◆ **Instructions to follow**
Every line below is to be copied exactly, with the pictures left out.

Stored items from a collection:
[start]

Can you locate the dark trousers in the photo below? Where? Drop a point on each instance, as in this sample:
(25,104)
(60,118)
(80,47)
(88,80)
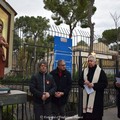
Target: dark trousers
(42,111)
(58,111)
(118,112)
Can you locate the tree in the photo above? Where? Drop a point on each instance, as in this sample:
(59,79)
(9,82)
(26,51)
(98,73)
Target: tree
(33,35)
(69,12)
(88,22)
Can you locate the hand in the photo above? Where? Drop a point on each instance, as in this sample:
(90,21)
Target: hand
(90,85)
(59,94)
(117,84)
(86,82)
(45,95)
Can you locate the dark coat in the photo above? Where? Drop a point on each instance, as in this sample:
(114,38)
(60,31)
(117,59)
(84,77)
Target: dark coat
(37,87)
(64,84)
(99,88)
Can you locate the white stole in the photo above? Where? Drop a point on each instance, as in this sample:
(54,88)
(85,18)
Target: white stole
(89,107)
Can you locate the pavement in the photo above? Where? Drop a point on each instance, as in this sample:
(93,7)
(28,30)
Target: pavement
(109,114)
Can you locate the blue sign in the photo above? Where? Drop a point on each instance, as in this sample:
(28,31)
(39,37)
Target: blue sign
(63,50)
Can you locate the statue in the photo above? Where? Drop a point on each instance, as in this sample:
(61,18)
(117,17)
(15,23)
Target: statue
(3,43)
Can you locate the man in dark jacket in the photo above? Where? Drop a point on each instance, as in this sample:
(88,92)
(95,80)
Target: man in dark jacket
(117,87)
(63,81)
(42,86)
(93,81)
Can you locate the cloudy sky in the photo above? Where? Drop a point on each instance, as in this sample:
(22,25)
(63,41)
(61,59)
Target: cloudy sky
(102,17)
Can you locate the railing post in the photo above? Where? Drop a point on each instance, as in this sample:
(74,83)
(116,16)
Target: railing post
(80,91)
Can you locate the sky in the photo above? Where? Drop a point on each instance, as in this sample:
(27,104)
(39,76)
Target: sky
(101,18)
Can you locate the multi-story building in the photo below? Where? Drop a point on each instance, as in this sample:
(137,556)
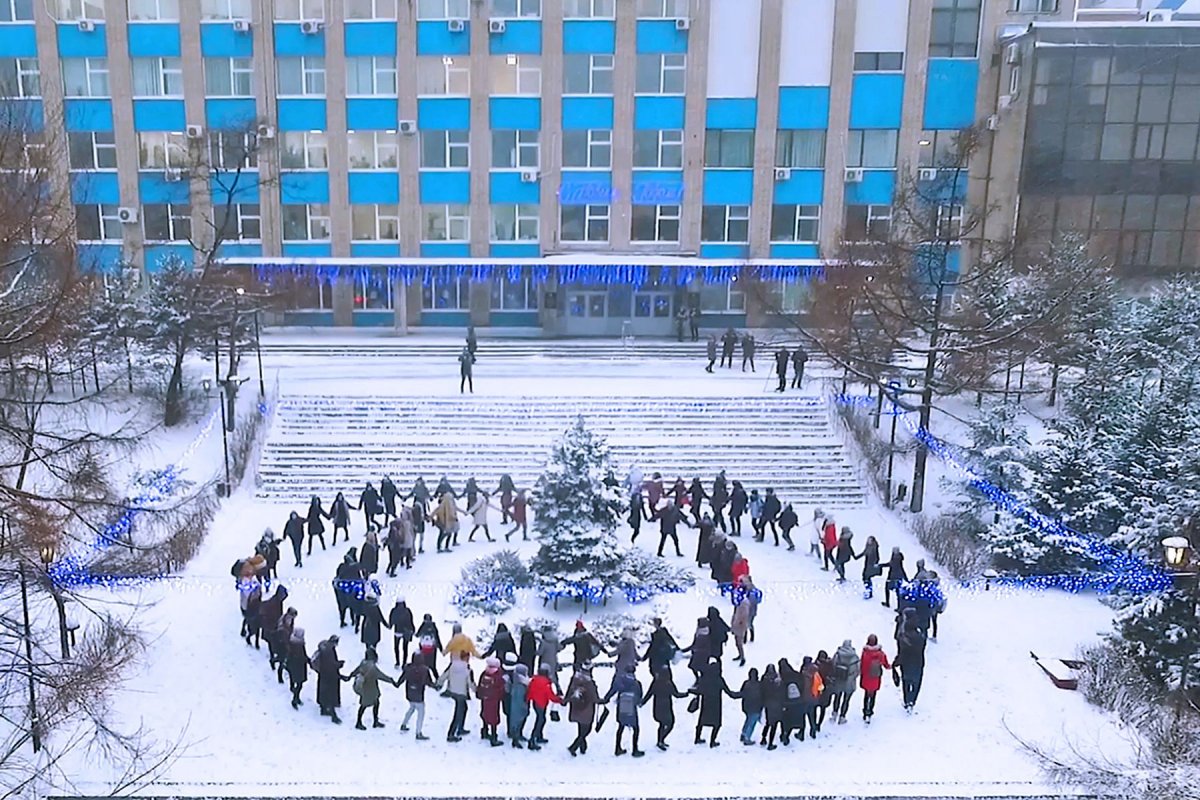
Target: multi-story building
(565,164)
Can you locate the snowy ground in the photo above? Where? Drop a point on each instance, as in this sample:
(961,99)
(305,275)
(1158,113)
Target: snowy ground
(203,685)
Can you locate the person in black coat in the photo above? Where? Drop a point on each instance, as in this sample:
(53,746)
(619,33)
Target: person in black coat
(664,692)
(781,368)
(293,531)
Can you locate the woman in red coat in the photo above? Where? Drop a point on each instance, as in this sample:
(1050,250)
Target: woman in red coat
(874,662)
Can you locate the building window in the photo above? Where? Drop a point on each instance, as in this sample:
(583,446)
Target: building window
(589,8)
(21,77)
(868,222)
(97,223)
(371,8)
(445,149)
(955,29)
(297,10)
(445,223)
(375,222)
(306,222)
(879,62)
(661,8)
(795,223)
(76,10)
(516,8)
(371,74)
(729,149)
(154,10)
(658,149)
(162,150)
(799,149)
(233,150)
(661,73)
(85,77)
(300,76)
(165,222)
(91,150)
(515,222)
(157,78)
(725,223)
(516,74)
(515,150)
(871,149)
(443,74)
(587,73)
(373,149)
(520,294)
(587,149)
(585,223)
(228,77)
(16,11)
(225,10)
(239,221)
(443,8)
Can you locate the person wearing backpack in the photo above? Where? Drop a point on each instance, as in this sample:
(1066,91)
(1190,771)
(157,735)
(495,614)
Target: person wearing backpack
(628,691)
(871,666)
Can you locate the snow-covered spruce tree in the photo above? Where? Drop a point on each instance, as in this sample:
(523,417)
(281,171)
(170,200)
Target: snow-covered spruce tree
(577,506)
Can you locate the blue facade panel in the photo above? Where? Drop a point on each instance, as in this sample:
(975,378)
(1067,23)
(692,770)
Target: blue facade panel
(231,113)
(435,37)
(301,114)
(804,187)
(660,36)
(18,41)
(76,43)
(589,36)
(508,187)
(804,108)
(443,113)
(876,101)
(515,113)
(445,187)
(375,187)
(737,113)
(370,38)
(654,113)
(877,188)
(221,40)
(519,36)
(304,187)
(154,38)
(95,187)
(289,40)
(583,113)
(951,94)
(87,114)
(372,114)
(159,115)
(729,186)
(154,187)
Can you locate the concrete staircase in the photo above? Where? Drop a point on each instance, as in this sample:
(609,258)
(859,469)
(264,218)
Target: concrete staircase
(324,444)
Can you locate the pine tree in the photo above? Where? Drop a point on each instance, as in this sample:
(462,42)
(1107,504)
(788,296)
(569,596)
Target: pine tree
(577,507)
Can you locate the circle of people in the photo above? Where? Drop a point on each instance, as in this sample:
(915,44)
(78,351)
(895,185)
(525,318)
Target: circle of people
(789,702)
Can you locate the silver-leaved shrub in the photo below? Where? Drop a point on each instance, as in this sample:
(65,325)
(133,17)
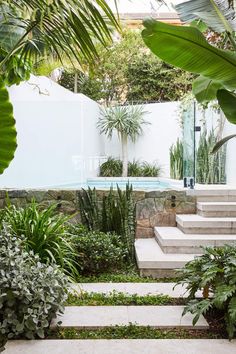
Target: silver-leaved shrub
(31,293)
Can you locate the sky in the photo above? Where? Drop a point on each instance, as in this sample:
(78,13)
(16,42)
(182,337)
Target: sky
(135,6)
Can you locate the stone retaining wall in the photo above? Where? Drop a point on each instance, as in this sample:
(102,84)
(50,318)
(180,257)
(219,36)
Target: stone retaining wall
(157,208)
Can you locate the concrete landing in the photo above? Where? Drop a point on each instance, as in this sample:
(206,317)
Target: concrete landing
(122,346)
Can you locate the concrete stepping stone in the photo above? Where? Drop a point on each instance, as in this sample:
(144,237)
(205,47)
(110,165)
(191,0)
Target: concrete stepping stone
(106,316)
(217,209)
(122,346)
(173,240)
(149,255)
(141,289)
(197,224)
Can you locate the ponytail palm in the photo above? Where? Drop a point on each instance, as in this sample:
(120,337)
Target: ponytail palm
(127,121)
(29,28)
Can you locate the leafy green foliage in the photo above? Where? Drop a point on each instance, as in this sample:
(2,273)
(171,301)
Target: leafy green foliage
(114,212)
(97,251)
(210,168)
(187,48)
(31,293)
(176,160)
(113,168)
(116,299)
(167,41)
(7,129)
(45,232)
(215,274)
(131,332)
(126,72)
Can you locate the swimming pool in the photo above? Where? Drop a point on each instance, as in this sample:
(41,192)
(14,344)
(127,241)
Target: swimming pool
(138,183)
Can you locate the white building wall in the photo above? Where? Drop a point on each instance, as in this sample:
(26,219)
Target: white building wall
(53,137)
(154,144)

[end]

◆ **Task response**
Can you locate the dark trousers in the photo below? Where? Drop a point on each instance, as in this sample:
(25,104)
(60,118)
(80,47)
(88,80)
Target: dark trousers
(42,111)
(58,111)
(118,112)
Can you locate the tree in the photo above? Where? Drop a point on each instance, as in this sample:
(59,79)
(9,82)
(26,51)
(98,73)
Target: tree
(33,35)
(69,12)
(88,22)
Can you locate the hand in the photo above? Where? Drop a point on each instance, as in this sample:
(90,21)
Target: hand
(90,85)
(59,94)
(117,84)
(86,82)
(45,95)
Can you locate the dark coat in the photo above? Where? Drop a point on each instance, as in this sample:
(114,38)
(60,31)
(117,59)
(84,77)
Target: dark coat
(37,87)
(64,84)
(99,88)
Can you locate the white stole in the photo above? Where? Drop a point on each instance, as in this sample:
(54,88)
(85,18)
Target: white stole
(89,107)
Can you locate the pavement in the photo above? Where? Drop a point on each instance, as in this sample:
(93,7)
(28,30)
Target: pavement
(109,114)
Can you locate the blue sign in the photo above? Where? Drop a point on each instance, as in this sample:
(28,31)
(39,37)
Target: blue sign
(63,50)
Can you locate the statue in the photo above? Where? Drop a point on each instance, as in this sample:
(61,18)
(117,17)
(15,23)
Target: statue
(3,43)
Can you locate the man in dark jacket in the photo above? Where? Drop a point on each instance, as in this sample:
(88,92)
(95,80)
Target: man in dark jacket
(117,87)
(63,81)
(42,86)
(93,81)
Can you locate the cloudy sky in the photo above? Where? Drop a point on each instance, as in this sample:
(22,25)
(63,41)
(61,59)
Target: cloudy sky
(102,17)
Can you locate the railing post in the photo above? Where? Drop a point on each instance, as in this sample:
(74,83)
(116,16)
Target: railing post
(80,91)
Can you locate the sky in the photo above? Where? Drop a point on each instance, as in this sample:
(27,104)
(39,76)
Target: sky
(101,18)
Can you locate the multi-story building in the photo below? Where? Drop a point on each instance, as in this sample:
(137,556)
Target: multi-story building
(565,164)
Can you locate the snowy ground in the photo above? Where? Drop a point on each instance, as in this sample:
(961,99)
(305,275)
(1158,113)
Target: snowy ground
(203,685)
Can you locate the person in black coat in the photo above? Where? Drop a point on each instance, as in this sample:
(53,746)
(619,33)
Target: person in black coat
(664,692)
(781,368)
(293,531)
Can you locate the woman in red coat in the photo above? Where? Drop a point on each instance, as in this sample:
(1050,250)
Target: woman in red coat
(874,662)
Can you locate the building window in the photo above? Where? Drop a point on each instance, as in this sample:
(583,446)
Target: building window
(589,8)
(21,77)
(868,222)
(97,223)
(371,8)
(445,149)
(955,29)
(297,10)
(445,223)
(375,222)
(306,222)
(879,62)
(661,8)
(795,223)
(76,10)
(516,8)
(371,74)
(729,149)
(154,10)
(658,149)
(162,150)
(799,149)
(233,150)
(661,73)
(85,77)
(300,76)
(165,222)
(91,150)
(515,222)
(157,78)
(725,223)
(516,74)
(515,150)
(871,149)
(443,74)
(587,73)
(373,149)
(520,294)
(587,149)
(585,223)
(228,77)
(16,11)
(225,10)
(239,221)
(443,8)
Can you locate the person wearing backpack in the photo above? Where? Drop a point on each instance, as in this sample:
(1066,91)
(1190,771)
(157,735)
(495,614)
Target: person wearing backpack
(628,691)
(871,666)
Can you locate the snow-covered spruce tree in the photo above? Where? Drop a point on each instance, as in this sample:
(523,417)
(281,171)
(170,200)
Target: snow-covered spruce tree
(577,506)
Can you locate the blue facade panel in the photo above? Where? Drop a point on each instance, as in this sample:
(975,378)
(1067,23)
(692,770)
Target: blue facade panel
(231,113)
(435,37)
(301,114)
(804,187)
(660,36)
(18,41)
(76,43)
(589,36)
(508,187)
(804,108)
(443,113)
(876,101)
(515,113)
(445,187)
(375,187)
(737,113)
(370,38)
(654,113)
(877,188)
(221,40)
(519,36)
(304,187)
(154,38)
(95,187)
(289,40)
(583,113)
(951,94)
(87,114)
(372,114)
(159,115)
(729,186)
(154,187)
Can you locate the concrete staircase in the photo above? Where? Drop a point on each instance, as in this sample:
(609,258)
(859,469)
(264,218)
Target: concrete staircase
(324,444)
Can you locate the pine tree in the photo above? Where? Drop a point on each instance, as in this sample:
(462,42)
(1107,504)
(788,296)
(569,596)
Target: pine tree
(577,507)
Can you locate the circle of people in the photo above? Where? Drop a point on each instance, as in this sample:
(915,44)
(78,351)
(895,185)
(525,318)
Target: circle of people
(789,702)
Can you locate the silver-leaved shrub in the photo below? Where? Drop a point on each instance, as in this sample:
(65,325)
(133,17)
Target: silver-leaved shrub
(31,293)
Can you locate the sky in the photo above? Where? Drop a point on each instance, as in this sample:
(78,13)
(16,42)
(182,337)
Target: sky
(135,6)
Can you locate the stone retaining wall in the photo above? Where? Drop a point on each instance, as in this sample:
(102,84)
(50,318)
(180,257)
(219,36)
Target: stone retaining wall
(157,208)
Can you locate the concrete landing in the photo above? Where? Drop a point on each instance, as in this sample:
(206,317)
Target: concrete landing
(122,346)
Can you locate the concrete stepping stone in the photo above? Where? Drop a point on each instance, as in this sample:
(144,237)
(205,47)
(110,165)
(191,0)
Target: concrete stepping stone
(106,316)
(217,209)
(122,346)
(173,240)
(149,255)
(141,289)
(197,224)
Can you locate the ponytail palm in the photo above? Where? Drop a point on each instance, as in this sample:
(120,337)
Target: ponytail palm
(127,121)
(29,28)
Can you locate the leafy green foliage in the photo above? Where? Drop a point on each instance, as in this sample:
(2,273)
(171,301)
Target: leafy green foliage
(114,212)
(97,251)
(210,168)
(187,48)
(31,293)
(176,160)
(113,168)
(116,299)
(167,41)
(7,129)
(45,232)
(215,274)
(131,332)
(126,72)
Can you locate the swimming pool in the photo above? Where? Drop a point on each instance, as in this sample:
(41,192)
(14,344)
(127,241)
Target: swimming pool
(138,183)
Can you locate the white building wall in the photo above? Where? Drop a point on each instance, as in this sample:
(26,219)
Target: white building wall
(53,137)
(154,144)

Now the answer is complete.